> [Supplied information]
----------------
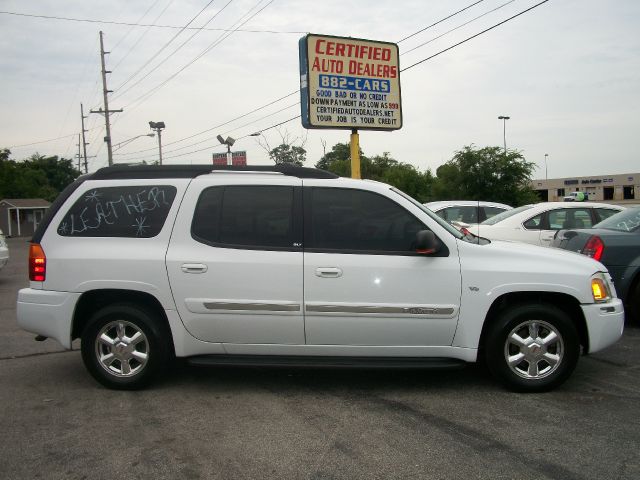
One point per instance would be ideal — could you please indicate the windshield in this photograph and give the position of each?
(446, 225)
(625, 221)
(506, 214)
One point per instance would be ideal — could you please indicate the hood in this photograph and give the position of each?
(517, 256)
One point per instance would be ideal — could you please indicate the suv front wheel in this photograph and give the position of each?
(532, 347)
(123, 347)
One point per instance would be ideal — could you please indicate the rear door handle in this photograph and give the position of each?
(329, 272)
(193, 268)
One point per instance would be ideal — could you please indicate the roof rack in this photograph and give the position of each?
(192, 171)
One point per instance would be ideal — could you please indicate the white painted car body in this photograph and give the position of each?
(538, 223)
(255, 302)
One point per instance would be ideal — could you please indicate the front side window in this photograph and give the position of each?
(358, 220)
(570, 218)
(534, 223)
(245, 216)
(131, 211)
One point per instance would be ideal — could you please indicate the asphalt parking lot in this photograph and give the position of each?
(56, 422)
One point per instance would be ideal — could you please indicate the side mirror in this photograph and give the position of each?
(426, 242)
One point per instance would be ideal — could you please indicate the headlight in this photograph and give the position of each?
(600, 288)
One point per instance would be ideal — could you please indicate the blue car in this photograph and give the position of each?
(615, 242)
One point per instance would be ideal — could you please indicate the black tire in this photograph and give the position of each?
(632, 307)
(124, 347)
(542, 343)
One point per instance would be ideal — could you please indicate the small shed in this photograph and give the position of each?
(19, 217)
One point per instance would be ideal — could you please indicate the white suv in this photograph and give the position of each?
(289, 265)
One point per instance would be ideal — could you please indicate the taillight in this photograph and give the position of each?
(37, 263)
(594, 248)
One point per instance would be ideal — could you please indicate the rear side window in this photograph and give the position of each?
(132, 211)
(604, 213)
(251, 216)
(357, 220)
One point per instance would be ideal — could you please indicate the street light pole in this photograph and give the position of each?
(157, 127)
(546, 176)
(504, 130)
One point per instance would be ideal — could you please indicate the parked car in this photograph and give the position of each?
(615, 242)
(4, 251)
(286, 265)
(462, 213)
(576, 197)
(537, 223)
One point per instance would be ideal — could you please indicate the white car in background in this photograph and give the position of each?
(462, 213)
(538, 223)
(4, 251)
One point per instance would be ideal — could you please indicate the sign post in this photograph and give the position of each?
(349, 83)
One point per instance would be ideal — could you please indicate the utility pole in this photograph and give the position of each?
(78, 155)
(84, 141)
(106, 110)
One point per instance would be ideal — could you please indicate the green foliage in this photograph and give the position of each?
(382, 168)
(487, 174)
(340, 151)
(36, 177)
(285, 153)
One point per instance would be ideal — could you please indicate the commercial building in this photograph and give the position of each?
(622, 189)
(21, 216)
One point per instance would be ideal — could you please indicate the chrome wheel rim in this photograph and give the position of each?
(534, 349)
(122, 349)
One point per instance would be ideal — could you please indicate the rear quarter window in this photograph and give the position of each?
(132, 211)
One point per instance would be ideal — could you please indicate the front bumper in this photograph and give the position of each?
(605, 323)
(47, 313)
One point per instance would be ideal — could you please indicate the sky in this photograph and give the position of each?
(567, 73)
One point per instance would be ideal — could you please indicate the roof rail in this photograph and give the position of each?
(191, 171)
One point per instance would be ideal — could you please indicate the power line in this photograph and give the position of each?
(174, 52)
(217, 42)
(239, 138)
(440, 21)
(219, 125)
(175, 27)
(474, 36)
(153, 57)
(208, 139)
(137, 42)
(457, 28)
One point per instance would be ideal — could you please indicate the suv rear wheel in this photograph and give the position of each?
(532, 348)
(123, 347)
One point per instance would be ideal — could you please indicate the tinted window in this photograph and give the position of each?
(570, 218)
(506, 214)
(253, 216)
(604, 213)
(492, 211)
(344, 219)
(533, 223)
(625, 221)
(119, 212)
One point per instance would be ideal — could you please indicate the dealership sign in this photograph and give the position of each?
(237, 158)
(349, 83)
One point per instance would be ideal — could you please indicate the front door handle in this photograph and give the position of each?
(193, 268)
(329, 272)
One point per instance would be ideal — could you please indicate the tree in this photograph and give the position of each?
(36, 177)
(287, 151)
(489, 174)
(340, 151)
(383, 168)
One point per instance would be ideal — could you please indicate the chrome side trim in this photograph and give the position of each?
----------------
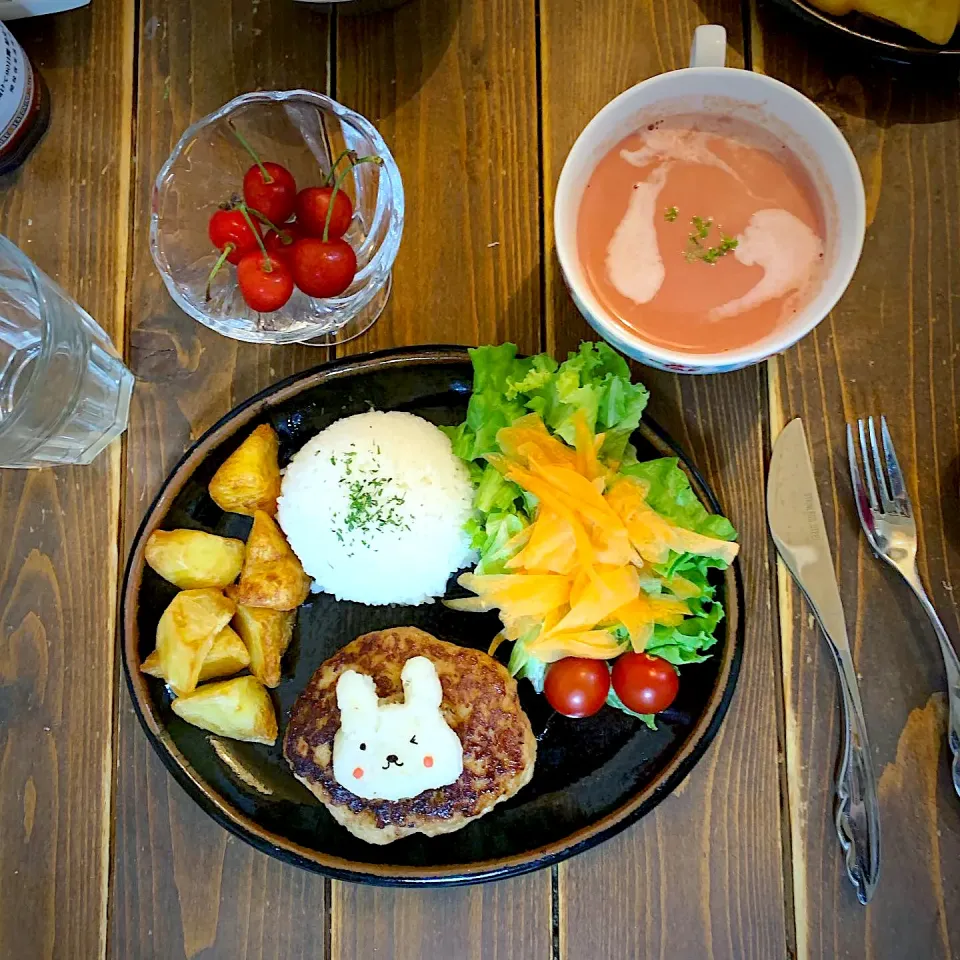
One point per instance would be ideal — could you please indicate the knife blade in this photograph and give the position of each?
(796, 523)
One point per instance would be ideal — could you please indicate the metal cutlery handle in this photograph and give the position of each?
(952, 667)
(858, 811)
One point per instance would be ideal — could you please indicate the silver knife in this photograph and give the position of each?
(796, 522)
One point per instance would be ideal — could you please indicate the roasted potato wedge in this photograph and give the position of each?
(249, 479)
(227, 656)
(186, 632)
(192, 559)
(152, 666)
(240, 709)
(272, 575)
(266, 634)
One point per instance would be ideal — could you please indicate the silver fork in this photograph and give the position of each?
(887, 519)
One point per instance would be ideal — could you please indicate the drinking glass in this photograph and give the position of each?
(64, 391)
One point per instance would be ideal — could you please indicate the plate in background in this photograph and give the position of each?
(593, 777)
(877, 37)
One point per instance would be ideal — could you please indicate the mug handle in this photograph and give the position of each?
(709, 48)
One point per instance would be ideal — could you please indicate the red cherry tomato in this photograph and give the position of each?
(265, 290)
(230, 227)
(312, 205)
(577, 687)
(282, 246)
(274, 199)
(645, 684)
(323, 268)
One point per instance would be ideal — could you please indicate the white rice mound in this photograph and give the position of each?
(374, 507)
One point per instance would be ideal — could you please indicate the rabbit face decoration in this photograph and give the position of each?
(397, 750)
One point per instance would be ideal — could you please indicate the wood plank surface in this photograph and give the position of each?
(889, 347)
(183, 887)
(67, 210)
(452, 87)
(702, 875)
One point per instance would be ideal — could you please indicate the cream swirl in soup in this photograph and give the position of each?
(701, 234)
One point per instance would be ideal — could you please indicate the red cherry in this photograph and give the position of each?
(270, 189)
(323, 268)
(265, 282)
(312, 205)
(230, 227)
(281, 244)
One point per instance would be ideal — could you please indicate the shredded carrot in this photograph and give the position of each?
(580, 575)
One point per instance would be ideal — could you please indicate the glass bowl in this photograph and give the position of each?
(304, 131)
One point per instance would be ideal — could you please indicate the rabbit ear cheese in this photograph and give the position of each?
----------------
> [Exercise requirements]
Only the lines above from the one with "the front bumper" up to and including the one with "the chrome side" should be repeated, exactly as written.

> [Answer to this problem]
One point per instance would be ideal — could you please indicate the front bumper in this photograph and give the position of each?
(605, 323)
(47, 313)
One point per instance would be ideal — could you please indicate the sky in this photograph and give the position of each?
(567, 73)
One point per instance would be ideal — could you please indicate the roof rail in this photograph and give the position of each?
(191, 171)
One point per instance would be ideal — could you please indicate the power line in this photograph and give the position of each?
(174, 52)
(217, 42)
(239, 138)
(440, 21)
(219, 125)
(175, 27)
(474, 36)
(153, 57)
(208, 139)
(137, 42)
(457, 28)
One point per instance would be ideal — could you please indicate the suv rear wheel in this photograph and give the position of each?
(532, 348)
(123, 347)
One point per instance would be ideal — could you please indicate the tinted window in this photograph and give the position of each?
(570, 218)
(506, 214)
(253, 216)
(604, 213)
(492, 211)
(344, 219)
(533, 223)
(625, 221)
(119, 212)
One point per instance would be ideal — could you please indicate the dealership sign in this photograph and give the position of each?
(237, 158)
(349, 83)
One point per instance would be ideal — could you please indicate the front door handle in this photograph and give the position of each?
(193, 268)
(329, 272)
One point per instance would be ideal — could you please indicate the tree in this photograph and give the position of each?
(36, 177)
(287, 151)
(489, 174)
(340, 151)
(383, 168)
One point per instance would be ideal — could you please indicate the chrome side trim in this photograph and give the position of each?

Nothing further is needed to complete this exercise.